* **What is required**: Make an exact copy of the lines below.

Stored items from a collection
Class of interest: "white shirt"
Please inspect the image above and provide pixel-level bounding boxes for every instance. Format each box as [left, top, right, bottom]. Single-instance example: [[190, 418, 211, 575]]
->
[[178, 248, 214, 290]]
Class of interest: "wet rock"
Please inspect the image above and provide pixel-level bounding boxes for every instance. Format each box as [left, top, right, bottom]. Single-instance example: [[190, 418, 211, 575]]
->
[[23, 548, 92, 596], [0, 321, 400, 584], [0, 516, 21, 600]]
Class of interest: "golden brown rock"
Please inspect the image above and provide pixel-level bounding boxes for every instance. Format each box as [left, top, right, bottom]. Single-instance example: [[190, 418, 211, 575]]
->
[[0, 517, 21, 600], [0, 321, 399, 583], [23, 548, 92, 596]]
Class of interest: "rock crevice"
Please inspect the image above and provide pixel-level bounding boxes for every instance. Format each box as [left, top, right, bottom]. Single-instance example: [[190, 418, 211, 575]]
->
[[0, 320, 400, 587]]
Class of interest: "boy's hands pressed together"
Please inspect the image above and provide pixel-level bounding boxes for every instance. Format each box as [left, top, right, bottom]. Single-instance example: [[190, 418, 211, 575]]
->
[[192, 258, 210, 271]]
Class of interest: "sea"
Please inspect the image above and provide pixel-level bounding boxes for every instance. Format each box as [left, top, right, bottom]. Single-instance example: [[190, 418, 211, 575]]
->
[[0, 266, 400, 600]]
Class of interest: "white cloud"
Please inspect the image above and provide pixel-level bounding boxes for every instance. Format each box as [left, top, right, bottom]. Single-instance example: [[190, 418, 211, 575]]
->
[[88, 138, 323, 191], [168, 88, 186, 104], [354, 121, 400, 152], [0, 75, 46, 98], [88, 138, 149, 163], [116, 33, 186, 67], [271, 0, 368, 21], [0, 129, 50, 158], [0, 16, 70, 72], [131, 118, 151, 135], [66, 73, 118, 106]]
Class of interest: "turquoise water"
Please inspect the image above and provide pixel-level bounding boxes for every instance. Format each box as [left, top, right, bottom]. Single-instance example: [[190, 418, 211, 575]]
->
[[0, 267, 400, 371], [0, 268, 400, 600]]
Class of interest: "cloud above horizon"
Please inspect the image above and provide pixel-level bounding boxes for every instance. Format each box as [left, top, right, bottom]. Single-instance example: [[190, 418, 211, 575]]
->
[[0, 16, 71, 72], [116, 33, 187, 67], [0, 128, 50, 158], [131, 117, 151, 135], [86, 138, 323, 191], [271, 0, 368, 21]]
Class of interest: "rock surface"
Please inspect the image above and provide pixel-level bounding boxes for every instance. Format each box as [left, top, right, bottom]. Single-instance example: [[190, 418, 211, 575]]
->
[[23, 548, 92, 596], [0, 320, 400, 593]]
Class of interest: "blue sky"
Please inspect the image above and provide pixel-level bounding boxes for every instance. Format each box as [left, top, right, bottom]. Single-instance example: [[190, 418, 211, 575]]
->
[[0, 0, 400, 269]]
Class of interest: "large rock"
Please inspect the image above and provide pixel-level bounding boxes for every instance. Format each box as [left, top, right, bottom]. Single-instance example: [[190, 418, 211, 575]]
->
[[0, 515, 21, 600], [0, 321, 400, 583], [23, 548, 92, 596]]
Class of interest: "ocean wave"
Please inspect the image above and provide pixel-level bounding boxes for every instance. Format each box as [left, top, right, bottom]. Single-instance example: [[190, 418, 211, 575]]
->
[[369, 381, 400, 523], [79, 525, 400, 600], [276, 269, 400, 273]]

* **Task result**:
Class of interest: "white shirt"
Please inspect the image above and provide pixel-level bounding boxes for every instance. Format each box as [left, top, right, bottom]. Single-instance example: [[190, 418, 211, 575]]
->
[[178, 248, 214, 290]]
Class of interest: "wet rock"
Please inspect the image above and provide pixel-level bounding boxes for every instance. Format each box as [left, top, right, bottom]. Single-instance example: [[190, 418, 211, 575]]
->
[[23, 548, 92, 596], [0, 321, 400, 584], [0, 516, 21, 600]]
Class of interest: "golden brown rock"
Please inspect the image above and provide pixel-level bounding boxes for every instance. Format each box as [left, top, right, bottom]. Single-instance example: [[190, 418, 211, 575]]
->
[[0, 517, 21, 600], [0, 321, 399, 583], [23, 548, 92, 596]]
Class of interest: "rock crevice"
Please inspect the image above and provide pixel-level bounding boxes for every instance. Format each box as [left, top, right, bottom]. Single-instance example: [[190, 418, 211, 575]]
->
[[0, 320, 400, 587]]
Class of interest: "boy's hands pressed together"
Please inspect the image above and provide pixel-level bounding boxes for every instance. Format each box as [left, top, right, bottom]. Single-instance example: [[190, 418, 211, 575]]
->
[[192, 258, 210, 271]]
Class of interest: "sea"
Please inspect the image above and provide pixel-level bounding boxes for every instance. Format each box as [left, top, right, bottom]. Single-instance example: [[190, 418, 211, 575]]
->
[[0, 266, 400, 600]]
Class of interest: "white cloud"
Please inspect the image above and provide pixel-level bounding boxes for every instance. Format each box as [left, top, right, bottom]. Single-instance example: [[190, 418, 211, 575]]
->
[[88, 138, 323, 191], [168, 88, 186, 104], [354, 121, 400, 152], [0, 75, 46, 98], [88, 138, 149, 163], [116, 33, 186, 67], [271, 0, 368, 21], [0, 129, 50, 158], [0, 16, 70, 72], [131, 118, 151, 135], [66, 73, 118, 106]]
Class of interest: "turquoise water"
Please inspect the image above and provide pixel-level bounding boxes for every instance. Format each box as [left, top, right, bottom]. Single-instance example: [[190, 418, 211, 575]]
->
[[0, 267, 400, 371], [0, 268, 400, 600]]
Class of interest: "cloud above horizon"
Please inspect the image above and provide pixel-level bounding boxes for every instance. Format each box as [left, top, right, bottom]. Single-instance example: [[190, 418, 211, 575]]
->
[[0, 16, 71, 72], [116, 33, 187, 67], [0, 128, 50, 158], [131, 117, 151, 135], [86, 138, 323, 191], [271, 0, 368, 21]]
Class of interest: "rock surface"
Please inspect the image above and provide pixel-level bounding boxes for every instance. Format each box as [left, top, right, bottom]. Single-instance example: [[190, 418, 211, 575]]
->
[[23, 548, 92, 596], [0, 320, 400, 593]]
Class of interest: "blue sky"
Please inspect the image above and provide pixel-level bounding boxes for every instance. Format each box as [left, top, right, bottom]. Single-instance example: [[190, 418, 211, 575]]
->
[[0, 0, 400, 269]]
Class of interest: "large rock"
Please inspect the image above and provide pixel-level bounding boxes for every instance. Format each box as [left, top, right, bottom]. Single-instance example: [[190, 418, 211, 575]]
->
[[0, 515, 21, 600], [0, 321, 400, 583], [23, 548, 92, 596]]
Class of interest: "ocean wave"
Please inspect the image above and provide pixel-level bounding boxes for every instance. Format each box as [left, top, right, bottom]. Single-instance example: [[190, 418, 211, 575]]
->
[[369, 381, 400, 523], [79, 525, 400, 600], [276, 269, 400, 273]]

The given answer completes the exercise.